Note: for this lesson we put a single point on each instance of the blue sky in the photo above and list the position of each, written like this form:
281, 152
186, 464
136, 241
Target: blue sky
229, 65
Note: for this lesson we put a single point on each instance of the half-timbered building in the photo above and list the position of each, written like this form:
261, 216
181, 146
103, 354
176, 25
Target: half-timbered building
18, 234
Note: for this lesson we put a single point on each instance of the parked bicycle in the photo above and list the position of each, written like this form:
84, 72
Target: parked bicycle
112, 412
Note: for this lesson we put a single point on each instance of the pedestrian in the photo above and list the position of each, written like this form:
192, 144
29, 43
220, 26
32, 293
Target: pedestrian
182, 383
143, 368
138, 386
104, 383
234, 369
━━━━━━━━━━━━━━━━
§ **PROBLEM DESCRIPTION**:
Rewrite every line from the one containing "of the pedestrian" through the end of the items, both ends included, leaving the requests and their sample coordinates unchanged. Multiply each answer coordinate by 2.25 and round to the nearest whole number, with halves rounding up.

§ **SOLUTION TO THIS EXERCISE**:
Note: for this lesson we put a single point on each instance of the pedestrian in the photo above and list the position of each, written like this form:
192, 144
29, 43
220, 26
32, 293
Target: pedestrian
410, 862
322, 828
311, 869
234, 862
527, 830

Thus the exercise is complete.